Request - Verbatim output of all the material below is required.

Supplied records -

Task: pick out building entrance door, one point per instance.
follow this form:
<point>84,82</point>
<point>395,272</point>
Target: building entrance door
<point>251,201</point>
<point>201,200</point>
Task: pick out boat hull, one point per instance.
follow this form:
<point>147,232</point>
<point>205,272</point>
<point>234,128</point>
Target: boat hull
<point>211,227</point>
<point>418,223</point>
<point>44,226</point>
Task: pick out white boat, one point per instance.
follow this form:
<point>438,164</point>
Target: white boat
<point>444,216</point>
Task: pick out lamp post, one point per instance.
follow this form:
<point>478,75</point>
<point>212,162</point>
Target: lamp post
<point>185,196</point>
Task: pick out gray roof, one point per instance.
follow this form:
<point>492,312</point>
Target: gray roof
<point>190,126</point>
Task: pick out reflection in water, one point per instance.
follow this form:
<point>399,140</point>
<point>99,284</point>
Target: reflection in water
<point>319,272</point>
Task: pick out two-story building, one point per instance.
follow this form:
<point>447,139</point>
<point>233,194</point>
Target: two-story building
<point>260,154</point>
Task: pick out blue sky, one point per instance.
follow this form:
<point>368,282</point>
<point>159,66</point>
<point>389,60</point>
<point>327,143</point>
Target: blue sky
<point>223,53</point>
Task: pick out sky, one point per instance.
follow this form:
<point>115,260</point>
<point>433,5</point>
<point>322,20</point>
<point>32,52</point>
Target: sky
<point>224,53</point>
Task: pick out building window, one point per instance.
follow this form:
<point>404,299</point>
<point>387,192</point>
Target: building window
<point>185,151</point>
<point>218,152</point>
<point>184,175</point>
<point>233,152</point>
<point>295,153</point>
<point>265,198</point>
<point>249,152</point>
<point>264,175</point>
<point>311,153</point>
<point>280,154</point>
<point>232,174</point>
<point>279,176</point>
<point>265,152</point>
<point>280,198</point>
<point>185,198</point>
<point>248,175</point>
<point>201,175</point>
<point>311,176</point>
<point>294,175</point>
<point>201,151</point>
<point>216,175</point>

The response -
Task: pick out building entrance door, one point per instance.
follow this form:
<point>84,82</point>
<point>395,272</point>
Target: building entrance door
<point>251,201</point>
<point>201,200</point>
Task: pick out boat hull, one point per instance.
follow this form:
<point>147,232</point>
<point>205,272</point>
<point>234,128</point>
Target: boat hull
<point>211,227</point>
<point>418,223</point>
<point>44,226</point>
Task: pick out white boat, one point per instance.
follow this form:
<point>438,164</point>
Target: white boat
<point>444,216</point>
Task: pick out lamp post, one point per instance.
follow this form:
<point>478,75</point>
<point>212,162</point>
Target: lamp post
<point>185,196</point>
Task: pick out gray roof, one point per instance.
follow this form:
<point>492,312</point>
Target: gray roof
<point>190,126</point>
Task: pick out reflection in water, one point per instance.
follow this form:
<point>399,140</point>
<point>99,284</point>
Target: reflection in water
<point>319,272</point>
Task: pick out two-story building, one point per instance.
follow this form:
<point>447,139</point>
<point>233,194</point>
Target: two-story building
<point>260,154</point>
Task: pick out blue sky, one point per instance.
follow this form:
<point>368,282</point>
<point>159,66</point>
<point>389,60</point>
<point>327,143</point>
Target: blue sky
<point>223,53</point>
Task: pick out sky, one point per instance.
follow this form:
<point>115,260</point>
<point>433,5</point>
<point>322,20</point>
<point>32,52</point>
Target: sky
<point>224,53</point>
Task: pick out building window, one point per instance.
follow this form:
<point>404,299</point>
<point>387,192</point>
Target: building window
<point>185,151</point>
<point>218,152</point>
<point>184,175</point>
<point>233,152</point>
<point>295,153</point>
<point>265,198</point>
<point>249,152</point>
<point>264,175</point>
<point>311,153</point>
<point>280,154</point>
<point>232,174</point>
<point>279,176</point>
<point>265,152</point>
<point>280,198</point>
<point>185,198</point>
<point>248,175</point>
<point>201,175</point>
<point>311,176</point>
<point>294,175</point>
<point>201,151</point>
<point>216,175</point>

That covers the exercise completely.